>>
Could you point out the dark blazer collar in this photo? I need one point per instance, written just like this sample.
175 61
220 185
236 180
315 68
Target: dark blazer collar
<<
OBJECTIVE: Format the listing above as a JSON array of strings, with one string per line and blank lines omitted.

RESULT FOR THIS TASK:
[
  "Could you point out the dark blazer collar in this photo? I need one point per instance, written just like this sample.",
  "175 61",
  "220 185",
  "236 180",
  "315 68",
  "Target: dark blazer collar"
]